• [Supplied records]
━━━━

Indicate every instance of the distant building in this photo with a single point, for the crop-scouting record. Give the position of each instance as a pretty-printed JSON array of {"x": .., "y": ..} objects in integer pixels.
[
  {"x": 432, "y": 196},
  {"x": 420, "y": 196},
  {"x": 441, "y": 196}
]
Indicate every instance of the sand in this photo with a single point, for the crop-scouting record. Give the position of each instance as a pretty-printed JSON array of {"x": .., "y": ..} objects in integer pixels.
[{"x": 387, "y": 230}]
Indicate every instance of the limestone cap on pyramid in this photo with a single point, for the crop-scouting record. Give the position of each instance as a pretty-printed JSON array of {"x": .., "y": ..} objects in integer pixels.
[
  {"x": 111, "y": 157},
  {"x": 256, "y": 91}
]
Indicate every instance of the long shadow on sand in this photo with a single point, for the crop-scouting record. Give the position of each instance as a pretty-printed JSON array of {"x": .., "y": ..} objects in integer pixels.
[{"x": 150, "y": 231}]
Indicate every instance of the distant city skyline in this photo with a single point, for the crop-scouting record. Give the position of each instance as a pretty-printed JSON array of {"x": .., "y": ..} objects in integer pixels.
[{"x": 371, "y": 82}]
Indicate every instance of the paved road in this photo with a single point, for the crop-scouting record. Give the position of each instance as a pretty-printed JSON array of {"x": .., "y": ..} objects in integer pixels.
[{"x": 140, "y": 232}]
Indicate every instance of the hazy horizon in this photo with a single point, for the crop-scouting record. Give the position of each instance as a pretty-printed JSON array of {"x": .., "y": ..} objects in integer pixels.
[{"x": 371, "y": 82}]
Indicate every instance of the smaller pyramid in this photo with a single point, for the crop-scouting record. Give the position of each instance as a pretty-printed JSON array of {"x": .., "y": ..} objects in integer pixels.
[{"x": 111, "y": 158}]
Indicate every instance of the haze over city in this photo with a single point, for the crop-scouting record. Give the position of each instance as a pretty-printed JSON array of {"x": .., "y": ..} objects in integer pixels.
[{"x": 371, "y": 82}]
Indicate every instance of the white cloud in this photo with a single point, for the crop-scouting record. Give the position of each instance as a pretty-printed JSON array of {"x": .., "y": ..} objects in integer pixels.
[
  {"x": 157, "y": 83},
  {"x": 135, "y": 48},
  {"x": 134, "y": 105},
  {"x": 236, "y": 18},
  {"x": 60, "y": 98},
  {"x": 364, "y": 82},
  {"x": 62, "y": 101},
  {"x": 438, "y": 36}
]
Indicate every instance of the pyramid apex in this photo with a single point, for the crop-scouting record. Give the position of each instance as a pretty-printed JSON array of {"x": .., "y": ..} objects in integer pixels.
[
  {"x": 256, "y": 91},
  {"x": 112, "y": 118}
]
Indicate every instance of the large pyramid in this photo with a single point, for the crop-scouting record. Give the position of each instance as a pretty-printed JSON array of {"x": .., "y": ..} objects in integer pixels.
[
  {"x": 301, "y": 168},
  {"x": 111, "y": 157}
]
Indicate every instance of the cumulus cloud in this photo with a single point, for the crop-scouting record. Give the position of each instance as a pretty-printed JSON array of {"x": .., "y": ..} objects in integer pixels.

━━━━

• [Request]
Repeat every record, exactly as written.

• [Result for this exercise]
Indicate every instance of the distant building in this photo with a single point, for the crop-scouting record. Give the position of each instance as a pretty-printed JSON array of {"x": .., "y": ..} objects in integer pixels.
[
  {"x": 432, "y": 196},
  {"x": 420, "y": 196},
  {"x": 441, "y": 196}
]
Indicate every instance of the sand in this photo with a single point, for the crop-scouting record. Give the position of each instance as a pretty-printed JSON array of {"x": .., "y": ..} objects in integer pixels.
[{"x": 387, "y": 230}]
Indicate every instance of the limestone cap on pyramid in this photo with a single point, for the crop-scouting record. Give the position of each instance as a pretty-printed JSON array of {"x": .., "y": ..} objects in integer pixels.
[
  {"x": 111, "y": 157},
  {"x": 256, "y": 91}
]
Indicate every instance of the long shadow on sand in this photo with a single point, for the crop-scouting record. Give the position of each instance as a pretty-printed JSON array of {"x": .., "y": ..} objects in integer pixels.
[{"x": 150, "y": 231}]
Indicate every instance of the distant city skyline in this photo with a single point, for the crop-scouting record. Give the position of each instance as a pretty-printed JSON array of {"x": .., "y": ..} objects in integer pixels.
[{"x": 371, "y": 82}]
Indicate every instance of the paved road in this photo with a single point, for the crop-scouting record. Give the position of each instance as a pretty-printed JSON array of {"x": .., "y": ..} objects in integer pixels.
[{"x": 140, "y": 232}]
Indicate every instance of the hazy horizon in this photo with a single point, for the crop-scouting record. Give the position of each instance as a pretty-printed JSON array of {"x": .., "y": ..} objects in integer pixels.
[{"x": 371, "y": 82}]
Indicate every instance of the smaller pyramid in this photo with a single point, for the crop-scouting record. Give the position of each instance as a pretty-printed JSON array of {"x": .., "y": ..} objects in integer pixels.
[{"x": 111, "y": 158}]
Indicate every instance of the haze over city in this photo with a single point, for the crop-scouting record. Give the position of each instance as a pretty-printed JSON array of {"x": .., "y": ..} objects in integer pixels.
[{"x": 371, "y": 82}]
Indicate every instance of the white cloud in this photo with a single point, for the crop-scouting record. Give the position of each instance as a pretty-printed JSON array of {"x": .., "y": ..} objects in integer pixels.
[
  {"x": 157, "y": 83},
  {"x": 135, "y": 48},
  {"x": 134, "y": 105},
  {"x": 236, "y": 18},
  {"x": 60, "y": 98},
  {"x": 364, "y": 82},
  {"x": 62, "y": 101},
  {"x": 438, "y": 36}
]
Indicate every instance of the pyramid apex in this photo with a single point, for the crop-scouting record. Give the position of each instance as a pretty-printed JSON array of {"x": .., "y": ..} objects in integer pixels.
[
  {"x": 256, "y": 91},
  {"x": 112, "y": 118}
]
Indicate every instance of the large pyramid in this photo with a single point, for the crop-scouting record. Give the position of each instance as a pretty-printed JSON array of {"x": .., "y": ..} objects in integer pixels.
[
  {"x": 301, "y": 168},
  {"x": 111, "y": 157}
]
Indicate every instance of the cumulus cloud in this photo with a single point, for the crop-scouting record. Give the position of each instance as a pretty-printed JSON array of {"x": .., "y": ..} objects in integer pixels.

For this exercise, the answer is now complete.